:: Fragmento del texto ::
Conciencia y literatura
La escritora habla de la represión vivida en esa época. No tanto la política, que sufrían más en Madrid, «donde muchos intelectuales estaban vinculados al PCE y por eso era mayor el control», como la social. Los recuerdos fluyen ante una botella de vino blanco y un fuet, y los ojos de Regàs sonríen tras los cristales azules de sus gafas al contar cómo eran los grupos de matrimonios católicos que aparecen en su reciente novela 'Música de cámara' y en los que ella misma participó. «El jefe del nuestro era Jordi Pujol, que iba con Marta Ferrusola. Lo pasé mal en esos años. Cualquier cosa que hicieras era un drama. La mierda de represión social del 'qué dirán' estaba muy vigente».
- Luego llegó su toma de conciencia política.
- Sí, el punto de partida estuvo en una conferencia de Vázquez Montalbán a la que asistí en la Universidad. Luego conocí a gente de izquierdas y hasta les dejé mi casa para reuniones. Tenían que irse un rato antes de que llegara mi marido... ¡Si se llega a enterar!
- Y la toma de conciencia personal.
- Al cumplir los 50 años estaba harta de la editorial y pensé que tenía pendiente escribir. Así que cambié el rumbo de mi vida: dejé de fumar, me separé, vendí la editorial, me puse a escribir y al tiempo preparé las oposiciones para traductora de la ONU. Empezó entonces mi vida de nómada.
- ¿Cómo fue esa vida?
- Soy una persona con raíces en las ideas, pero no en el territorio. Por eso he estado muy a gusto en todas partes, lo mismo en París que en Nairobi. El día que me iba de un sitio me daba algo de pena, pero se me pasaba enseguida, en cuanto pensaba que iba a conocer otro lugar.
- Lo de escribir parece una vocación tardía.
- No pude hacerlo hasta que me dediqué a la traducción. El primer libro fue un encargo que me hizo Carlos Trías, un texto sobre Ginebra. Luego llegué a la narrativa y descubrí que se basa en la experiencia y la memoria, pero hay que darle autonomía, hay que hallar la música de la prosa. Escribí mi primera novela con 58 años.
- Pero luego ha recibido los premios Nadal, Planeta, Ciudad de Barcelona y hace bien poco el Biblioteca Breve. ¿No se ha arrepentido de haber empezado antes, a la vista del éxito?
- No, porque entonces me habría perdido otra parte de mi vida, la gente que conocí... No cambiaría nada de mi pasado, ni siquiera mi matrimonio, aunque no haya podido presumir de que el amor de mi vida durara para siempre. No, creo que solo cambiaría unos pequeños errores, nada importante.
El futuro y las patrias
La entrevista continúa en un restaurante de Calella de Palafrugell situado en los bajos del antiguo hotel Batlle, donde Joan Manuel Serrat compuso 'Mediterráneo'. Para llegar hasta allí, hay que transitar unos kilómetros por una carretera que atraviesa un par de núcleos de población y luego caminar por unas calles peatonalizadas en las que pueden verse unas cuantas 'senyeras' y 'esteladas' en ventanas y balcones. Regàs comenta, casi resignada, que no le gusta ese alarde de banderas. Ni las catalanas ni las españolas, matiza.
:::
--- Descripción del ejercicio ---
Según la entrevista con Regàs, ¿a qué edad escribió su primera novela?
:: Extracto de datos ::
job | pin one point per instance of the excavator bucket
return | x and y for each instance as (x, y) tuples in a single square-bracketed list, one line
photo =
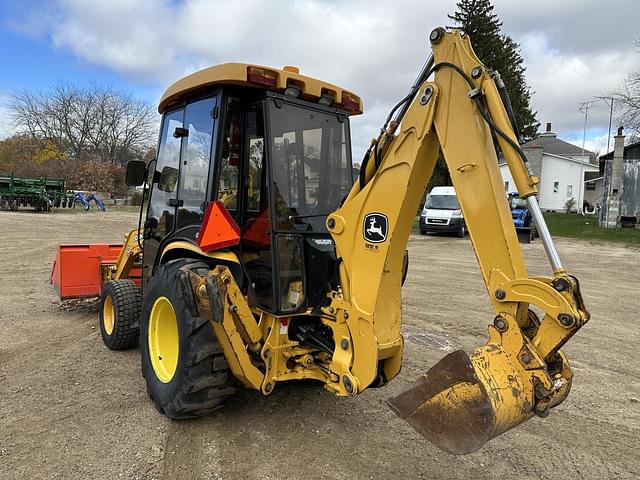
[(77, 268), (466, 400)]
:::
--- Respuesta final ---
A los 58 años.